Document excerpt —
====================
IPv4 sales are "not cut and dried. The Nortel/Microsoft deal was the beginning of a process by which we will work this out," says Professor Milton Mueller of the School of Information Studies at Syracuse University and a committee member of the Internet Governance Project.
Mueller adds that ARIN's "part in the Nortel/Microsoft deal was an improvisation, and it deviated from what they expected to happen ... ARIN learned about this deal just the same way that you and I did ... and then they scrambled to the bankruptcy court. Suddenly the sale agreement was amended and had all this stuff about ARIN in it."
Marc Lindsey, a partner with Washington, D.C., law firm Levine, Blaszak, Block & Boothby, says the issue of whether legacy IPv4 address holders like Nortel own "intangible property rights" hasn't been decided by the courts. But he adds that the Nortel bankruptcy judge's ruling "declaring that Nortel possessed the exclusive right to use and transfer its legacy numbers comes pretty close."
====================
Exercise task 1 —
In the IPv4 sales excerpt, what did the Nortel bankruptcy judge's ruling declare?
Exercise task 2 —
Name every organization mentioned in the IPv4 sales excerpt.
====================
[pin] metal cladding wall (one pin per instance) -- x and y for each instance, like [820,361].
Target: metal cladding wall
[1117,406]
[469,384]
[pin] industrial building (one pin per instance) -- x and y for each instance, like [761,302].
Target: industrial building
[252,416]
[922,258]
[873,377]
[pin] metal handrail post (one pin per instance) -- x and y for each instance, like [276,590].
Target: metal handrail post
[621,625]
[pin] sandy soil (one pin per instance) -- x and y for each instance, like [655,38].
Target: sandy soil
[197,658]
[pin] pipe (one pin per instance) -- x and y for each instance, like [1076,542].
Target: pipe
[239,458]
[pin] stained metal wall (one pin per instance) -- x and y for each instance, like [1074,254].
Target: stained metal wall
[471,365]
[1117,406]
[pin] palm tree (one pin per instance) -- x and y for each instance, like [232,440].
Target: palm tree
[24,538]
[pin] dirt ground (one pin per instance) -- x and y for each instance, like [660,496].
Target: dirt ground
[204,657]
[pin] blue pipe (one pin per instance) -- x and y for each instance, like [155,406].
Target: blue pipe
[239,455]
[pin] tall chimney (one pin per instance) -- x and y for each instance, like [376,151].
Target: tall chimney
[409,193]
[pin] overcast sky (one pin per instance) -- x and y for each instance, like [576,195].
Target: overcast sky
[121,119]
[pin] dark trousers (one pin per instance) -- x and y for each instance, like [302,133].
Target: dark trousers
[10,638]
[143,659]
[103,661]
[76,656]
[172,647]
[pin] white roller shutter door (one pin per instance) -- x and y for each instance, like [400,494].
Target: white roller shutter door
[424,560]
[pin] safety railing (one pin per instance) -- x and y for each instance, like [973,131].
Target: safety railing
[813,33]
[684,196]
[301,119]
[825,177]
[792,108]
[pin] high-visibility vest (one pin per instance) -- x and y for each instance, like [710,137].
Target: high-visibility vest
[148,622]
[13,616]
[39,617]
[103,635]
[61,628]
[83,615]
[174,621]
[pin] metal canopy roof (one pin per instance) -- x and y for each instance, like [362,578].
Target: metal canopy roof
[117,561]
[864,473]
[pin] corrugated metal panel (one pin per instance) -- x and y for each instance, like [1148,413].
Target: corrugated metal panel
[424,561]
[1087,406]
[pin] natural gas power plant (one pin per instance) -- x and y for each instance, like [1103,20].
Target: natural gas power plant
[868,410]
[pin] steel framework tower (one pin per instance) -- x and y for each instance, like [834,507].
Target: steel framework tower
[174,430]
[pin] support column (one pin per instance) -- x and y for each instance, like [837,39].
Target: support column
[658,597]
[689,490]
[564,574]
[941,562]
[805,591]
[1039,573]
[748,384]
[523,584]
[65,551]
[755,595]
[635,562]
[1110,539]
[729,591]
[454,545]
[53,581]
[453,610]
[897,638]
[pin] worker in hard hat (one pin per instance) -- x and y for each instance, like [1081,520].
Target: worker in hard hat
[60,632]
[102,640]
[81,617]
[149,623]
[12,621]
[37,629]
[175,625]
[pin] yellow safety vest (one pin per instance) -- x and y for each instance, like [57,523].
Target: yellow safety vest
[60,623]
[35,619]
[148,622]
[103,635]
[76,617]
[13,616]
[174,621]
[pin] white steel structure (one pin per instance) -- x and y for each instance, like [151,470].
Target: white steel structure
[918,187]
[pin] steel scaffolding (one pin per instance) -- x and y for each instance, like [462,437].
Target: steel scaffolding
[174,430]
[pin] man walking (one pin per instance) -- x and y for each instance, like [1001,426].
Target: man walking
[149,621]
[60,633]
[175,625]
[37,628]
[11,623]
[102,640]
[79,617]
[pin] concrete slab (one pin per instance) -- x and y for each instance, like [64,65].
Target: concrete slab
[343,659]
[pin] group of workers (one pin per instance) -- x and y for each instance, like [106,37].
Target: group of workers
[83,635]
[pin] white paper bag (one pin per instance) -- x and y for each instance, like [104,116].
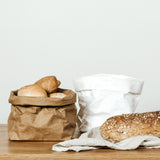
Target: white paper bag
[104,95]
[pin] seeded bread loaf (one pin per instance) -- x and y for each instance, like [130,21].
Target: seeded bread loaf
[118,128]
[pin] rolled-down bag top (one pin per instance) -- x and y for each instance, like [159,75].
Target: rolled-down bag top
[42,118]
[104,95]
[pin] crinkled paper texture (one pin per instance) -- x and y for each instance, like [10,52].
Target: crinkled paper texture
[93,140]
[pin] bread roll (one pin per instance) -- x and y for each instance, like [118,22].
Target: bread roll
[32,91]
[57,95]
[124,126]
[49,83]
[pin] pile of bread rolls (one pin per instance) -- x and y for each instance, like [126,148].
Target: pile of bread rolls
[45,87]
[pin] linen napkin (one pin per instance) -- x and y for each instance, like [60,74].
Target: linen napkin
[93,140]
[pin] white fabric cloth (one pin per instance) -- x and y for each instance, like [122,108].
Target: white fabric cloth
[93,140]
[102,96]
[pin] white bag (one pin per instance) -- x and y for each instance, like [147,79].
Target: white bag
[102,96]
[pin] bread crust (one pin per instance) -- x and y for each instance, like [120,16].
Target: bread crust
[118,128]
[49,83]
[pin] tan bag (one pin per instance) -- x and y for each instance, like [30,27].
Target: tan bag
[42,118]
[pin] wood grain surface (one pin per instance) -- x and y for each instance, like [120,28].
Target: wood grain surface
[10,150]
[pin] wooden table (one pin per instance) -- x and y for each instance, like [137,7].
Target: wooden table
[42,150]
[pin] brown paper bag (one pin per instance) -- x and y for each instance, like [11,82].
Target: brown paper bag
[42,118]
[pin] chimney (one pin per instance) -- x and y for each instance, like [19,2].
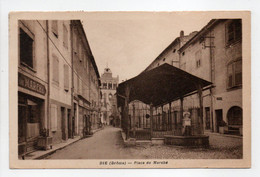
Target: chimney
[181,33]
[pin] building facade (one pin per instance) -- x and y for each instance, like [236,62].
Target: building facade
[32,83]
[58,83]
[214,54]
[109,103]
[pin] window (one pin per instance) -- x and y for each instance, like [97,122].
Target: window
[234,74]
[75,82]
[54,117]
[235,116]
[26,49]
[80,53]
[55,28]
[233,31]
[105,85]
[198,58]
[65,36]
[110,86]
[66,77]
[183,66]
[55,69]
[114,86]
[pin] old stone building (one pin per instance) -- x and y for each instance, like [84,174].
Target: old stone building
[170,55]
[58,83]
[214,54]
[32,83]
[108,88]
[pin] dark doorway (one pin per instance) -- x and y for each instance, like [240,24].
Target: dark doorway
[207,111]
[234,116]
[219,118]
[63,123]
[69,124]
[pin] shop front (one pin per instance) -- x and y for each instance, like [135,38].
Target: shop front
[31,112]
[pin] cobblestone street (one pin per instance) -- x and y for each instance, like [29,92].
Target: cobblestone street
[108,144]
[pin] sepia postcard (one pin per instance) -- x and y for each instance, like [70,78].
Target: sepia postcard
[130,89]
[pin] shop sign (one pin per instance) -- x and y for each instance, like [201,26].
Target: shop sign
[80,102]
[30,84]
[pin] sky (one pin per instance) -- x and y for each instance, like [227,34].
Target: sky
[128,42]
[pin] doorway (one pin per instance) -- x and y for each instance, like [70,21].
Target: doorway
[63,125]
[207,111]
[219,118]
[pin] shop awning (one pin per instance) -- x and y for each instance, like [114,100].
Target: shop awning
[160,85]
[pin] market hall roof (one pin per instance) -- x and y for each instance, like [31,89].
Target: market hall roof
[160,85]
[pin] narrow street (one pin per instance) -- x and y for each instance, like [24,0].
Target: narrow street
[108,144]
[104,144]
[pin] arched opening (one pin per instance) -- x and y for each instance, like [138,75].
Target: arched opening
[235,116]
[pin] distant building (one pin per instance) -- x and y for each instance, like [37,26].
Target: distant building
[170,55]
[109,111]
[58,83]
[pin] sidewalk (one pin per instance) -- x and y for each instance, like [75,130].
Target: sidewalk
[42,154]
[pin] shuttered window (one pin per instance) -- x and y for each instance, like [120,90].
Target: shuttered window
[26,48]
[55,69]
[233,31]
[234,74]
[54,117]
[55,28]
[66,77]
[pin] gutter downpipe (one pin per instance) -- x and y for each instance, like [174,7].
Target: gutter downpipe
[70,134]
[48,76]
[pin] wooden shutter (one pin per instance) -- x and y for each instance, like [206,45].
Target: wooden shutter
[54,117]
[66,77]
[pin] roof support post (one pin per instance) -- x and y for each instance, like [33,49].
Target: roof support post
[151,119]
[170,117]
[134,119]
[201,108]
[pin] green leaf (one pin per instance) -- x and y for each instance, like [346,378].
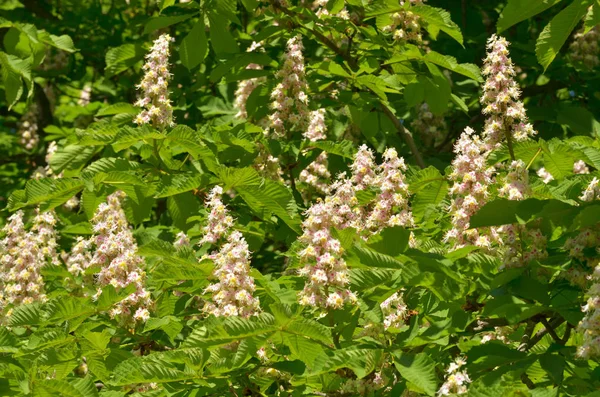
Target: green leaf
[52,192]
[63,42]
[12,72]
[194,46]
[119,59]
[516,11]
[558,30]
[171,185]
[162,22]
[117,108]
[221,39]
[429,188]
[390,241]
[72,157]
[438,19]
[418,369]
[592,18]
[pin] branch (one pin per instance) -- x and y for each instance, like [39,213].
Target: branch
[405,134]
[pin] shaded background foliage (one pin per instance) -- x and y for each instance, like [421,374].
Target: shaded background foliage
[53,50]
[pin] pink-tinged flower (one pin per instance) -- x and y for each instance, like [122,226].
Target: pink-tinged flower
[394,311]
[28,129]
[316,176]
[181,240]
[23,254]
[155,86]
[456,381]
[85,96]
[321,257]
[579,167]
[290,96]
[317,130]
[390,207]
[115,253]
[232,294]
[592,191]
[545,175]
[500,98]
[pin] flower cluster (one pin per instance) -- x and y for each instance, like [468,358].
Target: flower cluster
[515,185]
[23,255]
[290,96]
[181,240]
[324,267]
[322,256]
[456,381]
[431,128]
[316,175]
[506,113]
[391,204]
[471,177]
[317,130]
[589,327]
[406,25]
[592,191]
[320,8]
[545,175]
[85,96]
[219,220]
[584,48]
[579,167]
[28,128]
[116,255]
[394,311]
[232,293]
[245,87]
[155,86]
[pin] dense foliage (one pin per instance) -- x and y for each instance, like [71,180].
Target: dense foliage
[285,198]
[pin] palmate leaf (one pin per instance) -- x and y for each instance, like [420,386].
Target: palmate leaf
[557,31]
[516,11]
[54,387]
[264,196]
[145,370]
[418,369]
[429,188]
[8,342]
[438,19]
[72,157]
[51,192]
[219,331]
[361,361]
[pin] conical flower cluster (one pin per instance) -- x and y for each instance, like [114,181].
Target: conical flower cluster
[232,294]
[500,100]
[116,255]
[456,379]
[290,96]
[322,256]
[28,130]
[155,86]
[584,48]
[471,177]
[22,256]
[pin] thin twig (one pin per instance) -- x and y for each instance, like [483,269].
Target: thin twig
[405,134]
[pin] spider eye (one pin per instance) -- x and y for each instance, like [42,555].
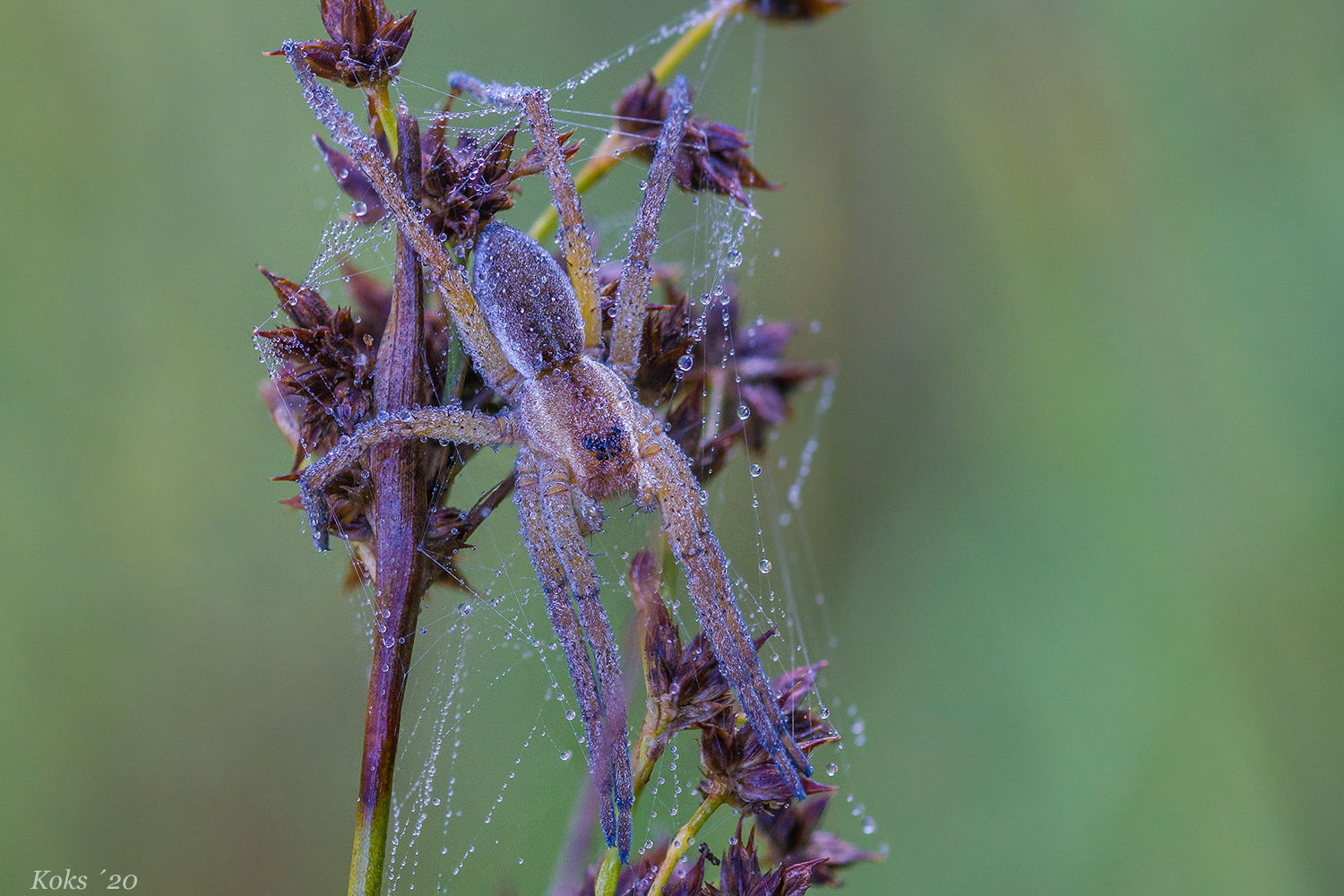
====================
Reply 1 —
It declared that Nortel possessed the exclusive right to use and transfer its legacy numbers.

Reply 2 —
- Nortel
- Microsoft
- School of Information Studies at Syracuse University
- Internet Governance Project
- ARIN
- Levine, Blaszak, Block & Boothby